- [Dataset records]:
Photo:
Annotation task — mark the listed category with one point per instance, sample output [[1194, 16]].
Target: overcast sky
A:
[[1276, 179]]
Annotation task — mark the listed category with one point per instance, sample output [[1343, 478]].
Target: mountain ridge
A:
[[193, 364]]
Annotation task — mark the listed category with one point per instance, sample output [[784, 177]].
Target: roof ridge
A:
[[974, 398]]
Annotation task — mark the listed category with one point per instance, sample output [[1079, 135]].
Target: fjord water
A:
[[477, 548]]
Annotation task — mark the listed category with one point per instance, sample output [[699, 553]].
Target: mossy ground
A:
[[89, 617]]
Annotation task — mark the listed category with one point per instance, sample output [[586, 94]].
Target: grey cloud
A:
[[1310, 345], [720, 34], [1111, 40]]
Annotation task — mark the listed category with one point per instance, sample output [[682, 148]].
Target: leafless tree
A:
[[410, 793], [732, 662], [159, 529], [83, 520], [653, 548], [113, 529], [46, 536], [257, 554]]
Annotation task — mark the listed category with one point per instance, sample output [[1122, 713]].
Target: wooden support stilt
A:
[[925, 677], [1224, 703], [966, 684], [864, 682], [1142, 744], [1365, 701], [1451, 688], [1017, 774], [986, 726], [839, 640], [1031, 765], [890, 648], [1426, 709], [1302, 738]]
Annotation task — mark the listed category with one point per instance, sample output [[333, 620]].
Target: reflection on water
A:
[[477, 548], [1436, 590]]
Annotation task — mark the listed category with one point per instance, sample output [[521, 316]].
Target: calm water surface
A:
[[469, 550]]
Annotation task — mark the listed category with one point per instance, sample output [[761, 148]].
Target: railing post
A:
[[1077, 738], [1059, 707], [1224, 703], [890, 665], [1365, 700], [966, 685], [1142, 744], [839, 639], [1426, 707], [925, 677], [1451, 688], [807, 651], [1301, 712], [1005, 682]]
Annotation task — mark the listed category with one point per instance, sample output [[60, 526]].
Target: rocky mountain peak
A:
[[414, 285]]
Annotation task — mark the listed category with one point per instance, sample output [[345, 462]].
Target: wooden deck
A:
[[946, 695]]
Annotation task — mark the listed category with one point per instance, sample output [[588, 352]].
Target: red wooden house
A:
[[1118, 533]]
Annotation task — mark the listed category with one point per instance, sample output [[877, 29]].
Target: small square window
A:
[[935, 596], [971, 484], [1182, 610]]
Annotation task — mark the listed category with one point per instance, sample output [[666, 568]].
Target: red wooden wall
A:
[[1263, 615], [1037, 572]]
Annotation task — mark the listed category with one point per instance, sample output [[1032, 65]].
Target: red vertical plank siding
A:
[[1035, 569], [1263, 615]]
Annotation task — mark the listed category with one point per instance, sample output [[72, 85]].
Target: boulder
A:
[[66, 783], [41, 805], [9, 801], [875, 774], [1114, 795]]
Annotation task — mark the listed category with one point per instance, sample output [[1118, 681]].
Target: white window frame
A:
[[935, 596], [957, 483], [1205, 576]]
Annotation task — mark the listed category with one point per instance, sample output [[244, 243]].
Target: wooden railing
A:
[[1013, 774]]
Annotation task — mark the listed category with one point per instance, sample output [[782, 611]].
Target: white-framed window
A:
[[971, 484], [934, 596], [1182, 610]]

- [To be done]: Rewrite all the records above, swapping "one point per instance" for "a single point for each instance" wherever it occurs and leaving everything else as it is.

- [Completed task]:
Photo:
Annotation task — mark the listed category with a single point for each instance, sample output [[1194, 16]].
Target: overcast sky
A:
[[1276, 179]]
Annotation task — mark the listed category with a single point for each instance, sample output [[1343, 478]].
Target: mountain ridge
A:
[[193, 364]]
Annotation task — mark the listed category with a single point for each instance, sample output [[784, 177]].
Target: roof ridge
A:
[[974, 398]]
Annotation task — mark the listed category with a single point for each instance, sample output [[1079, 135]].
Target: fjord water
A:
[[477, 548]]
Annotation task — mark the listed category with a single point for each instance, sample output [[699, 553]].
Target: mossy ground
A:
[[89, 617]]
Annotation task — mark the listed category with a single point for each instance, sample output [[586, 94]].
Target: grey cloud
A:
[[1310, 345], [720, 34], [1111, 40]]
Annotation task — mark the listed category with a single point for each instance, sample output [[682, 148]].
Target: leafless tree
A:
[[410, 793], [732, 662], [159, 529], [83, 520], [653, 548], [113, 529], [46, 536], [257, 554]]
Annotation task — mark the listed category with a single point for each instance, sample output [[1122, 713]].
Target: wooden support stilt
A:
[[925, 677], [1224, 703], [966, 684], [864, 682], [1142, 744], [1365, 701], [1451, 688], [1017, 774], [986, 726], [839, 640], [1031, 765], [890, 648], [1426, 709], [1302, 738]]
Annotation task — mark the listed category with a single point for each instance, sample output [[333, 620]].
Target: reflection on water
A:
[[477, 548], [1436, 590]]
Annotation task — mark the listed category with a single point for each instance, sample output [[521, 316]].
Target: calm water surface
A:
[[469, 550]]
Annotation task — mark the listed category with a single point for each instance, sample output [[761, 148]].
Target: railing post
A:
[[1077, 738], [1059, 707], [1224, 703], [890, 665], [1365, 700], [966, 685], [1142, 744], [839, 639], [1426, 707], [925, 677], [1451, 688], [807, 651], [1301, 712], [1005, 682]]
Annotation task — mark the listed category with a single point for each instance, sample output [[60, 526]].
Target: rocky mountain peak
A:
[[414, 285]]
Annotation task — mark the listed category with a single point for each instance, sample output [[345, 462]].
Target: wooden deck
A:
[[946, 695]]
Annotation task — mark the listed category with a single point for each instance, sample output [[588, 352]].
Target: red wooden house
A:
[[1118, 533]]
Annotation task — mark the listed category with a single point for each instance, sample output [[877, 29]].
Target: small square window
A:
[[935, 596], [971, 484], [1182, 610]]
Annotation task — mark the listed category with a single point for each instance, sample output [[666, 568]].
Target: red wooden wall
A:
[[1263, 615], [1037, 572]]
Annotation task — mark the listed category with a single point for each instance, sample output [[1032, 65]].
Target: red vertical plank siding
A:
[[1035, 569], [1263, 615]]
Annotation task — mark the listed category with a single point for each instance, sample output [[72, 85]].
Target: boulder
A:
[[66, 783], [41, 805], [9, 801], [875, 774], [1114, 795]]
Annotation task — mark the listed category with a single point for each instance, sample output [[1118, 681]].
Target: white window frame
A:
[[935, 596], [957, 483], [1205, 576]]
Annotation task — mark the listed category with a single point for each instance, sample output [[244, 243]].
Target: wooden railing
A:
[[1013, 774]]
Annotation task — mark the listed category with a single point for each instance, sample output [[782, 611]].
Target: white-framed window
A:
[[971, 484], [934, 596], [1182, 610]]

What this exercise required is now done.